#### Exercise material

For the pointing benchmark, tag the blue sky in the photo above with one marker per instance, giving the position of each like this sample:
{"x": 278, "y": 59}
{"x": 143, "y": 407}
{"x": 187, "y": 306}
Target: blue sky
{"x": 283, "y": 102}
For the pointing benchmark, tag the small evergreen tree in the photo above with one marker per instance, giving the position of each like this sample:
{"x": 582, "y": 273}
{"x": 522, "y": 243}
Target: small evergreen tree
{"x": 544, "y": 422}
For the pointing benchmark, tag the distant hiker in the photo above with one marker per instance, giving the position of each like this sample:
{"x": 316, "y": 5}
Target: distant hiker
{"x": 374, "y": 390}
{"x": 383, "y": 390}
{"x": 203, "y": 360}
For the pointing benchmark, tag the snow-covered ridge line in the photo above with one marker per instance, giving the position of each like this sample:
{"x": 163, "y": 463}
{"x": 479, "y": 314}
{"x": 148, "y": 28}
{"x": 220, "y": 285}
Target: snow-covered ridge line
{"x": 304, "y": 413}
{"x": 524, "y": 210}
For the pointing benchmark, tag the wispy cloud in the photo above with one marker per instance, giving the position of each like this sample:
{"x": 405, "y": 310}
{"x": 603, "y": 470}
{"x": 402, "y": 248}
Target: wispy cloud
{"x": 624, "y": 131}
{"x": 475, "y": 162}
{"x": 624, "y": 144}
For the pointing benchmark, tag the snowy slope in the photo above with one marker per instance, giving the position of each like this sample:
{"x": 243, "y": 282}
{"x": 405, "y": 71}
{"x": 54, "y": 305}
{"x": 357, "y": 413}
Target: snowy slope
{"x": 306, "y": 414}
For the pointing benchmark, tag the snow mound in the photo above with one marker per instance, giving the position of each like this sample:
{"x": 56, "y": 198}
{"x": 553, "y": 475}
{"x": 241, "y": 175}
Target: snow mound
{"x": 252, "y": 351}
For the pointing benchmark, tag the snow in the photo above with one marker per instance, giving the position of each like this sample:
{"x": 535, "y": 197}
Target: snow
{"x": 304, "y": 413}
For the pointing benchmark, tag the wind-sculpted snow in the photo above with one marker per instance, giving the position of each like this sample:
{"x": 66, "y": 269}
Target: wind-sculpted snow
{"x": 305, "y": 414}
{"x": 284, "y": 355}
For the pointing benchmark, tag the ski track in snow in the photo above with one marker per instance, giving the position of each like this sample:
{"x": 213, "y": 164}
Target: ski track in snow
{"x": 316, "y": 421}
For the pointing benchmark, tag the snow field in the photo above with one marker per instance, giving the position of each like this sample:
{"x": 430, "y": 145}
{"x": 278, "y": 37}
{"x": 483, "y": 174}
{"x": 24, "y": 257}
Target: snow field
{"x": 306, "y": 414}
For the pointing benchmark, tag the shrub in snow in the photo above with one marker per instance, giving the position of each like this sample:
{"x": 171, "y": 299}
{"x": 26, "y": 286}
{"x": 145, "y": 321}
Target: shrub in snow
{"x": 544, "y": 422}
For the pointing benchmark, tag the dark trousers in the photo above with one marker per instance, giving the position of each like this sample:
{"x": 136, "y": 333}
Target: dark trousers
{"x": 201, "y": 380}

########

## Do this
Reproduce the data in full, exactly as presented.

## Task result
For the pointing benchmark, tag the blue sky in the photo above with one marker per instance, giving the position of each like this sample:
{"x": 278, "y": 59}
{"x": 143, "y": 407}
{"x": 187, "y": 306}
Target: blue sky
{"x": 283, "y": 102}
For the pointing benchmark, tag the small evergreen tree in the photo above with one marker per instance, giving the position of each like this sample:
{"x": 582, "y": 273}
{"x": 522, "y": 243}
Target: small evergreen tree
{"x": 544, "y": 422}
For the pointing benchmark, tag the distant hiker in the photo above with one marker per instance, giving the position of each like this sample:
{"x": 316, "y": 5}
Target: distant hiker
{"x": 374, "y": 390}
{"x": 383, "y": 390}
{"x": 203, "y": 360}
For the pointing benchmark, tag the snow-covered ridge line in the photo above with one marker per instance, giving the position of each like this sample:
{"x": 163, "y": 463}
{"x": 479, "y": 314}
{"x": 148, "y": 28}
{"x": 220, "y": 285}
Target: snow-covered ridge line
{"x": 304, "y": 413}
{"x": 524, "y": 210}
For the pointing benchmark, tag the wispy cloud in the photo above with one marker per instance, giving the position of each like this sample:
{"x": 405, "y": 310}
{"x": 603, "y": 470}
{"x": 402, "y": 248}
Target: wispy cloud
{"x": 624, "y": 131}
{"x": 475, "y": 162}
{"x": 624, "y": 144}
For the pointing benchmark, tag the snowy slope in the photo above with one marker per instance, giving the position of each like this sample:
{"x": 243, "y": 282}
{"x": 405, "y": 71}
{"x": 54, "y": 305}
{"x": 357, "y": 413}
Target: snowy slope
{"x": 306, "y": 414}
For the pointing benchmark, tag the snow mound in the photo above with one marker per instance, giving the position of each like this sample:
{"x": 56, "y": 198}
{"x": 553, "y": 475}
{"x": 241, "y": 175}
Target: snow mound
{"x": 252, "y": 351}
For the pointing benchmark, tag the snow in the photo above with one marker per instance, giving the position of each like this sample:
{"x": 535, "y": 197}
Target: snow
{"x": 304, "y": 413}
For the pointing benchmark, tag the wind-sculpted snow in the photo above with one marker per instance, giving the position of each like this sample:
{"x": 66, "y": 269}
Target: wind-sculpted snow
{"x": 305, "y": 414}
{"x": 284, "y": 355}
For the pointing benchmark, tag the ski track in snow in the photo above with one marker per instance, giving the position of each like this sample:
{"x": 213, "y": 164}
Target: ski track in snow
{"x": 316, "y": 421}
For the pointing benchmark, tag the snow field in the photo above with one marker per instance, giving the position of each like this sample:
{"x": 430, "y": 145}
{"x": 278, "y": 37}
{"x": 483, "y": 174}
{"x": 24, "y": 257}
Target: snow field
{"x": 306, "y": 414}
For the pointing benchmark, tag the shrub in snow in the photo above with one marker per instance, giving the position of each like this sample:
{"x": 171, "y": 299}
{"x": 26, "y": 286}
{"x": 145, "y": 321}
Target: shrub in snow
{"x": 544, "y": 422}
For the pointing benchmark, tag the dark trousers in the photo above with one marker per instance, giving the position of each like this sample:
{"x": 136, "y": 333}
Target: dark trousers
{"x": 201, "y": 380}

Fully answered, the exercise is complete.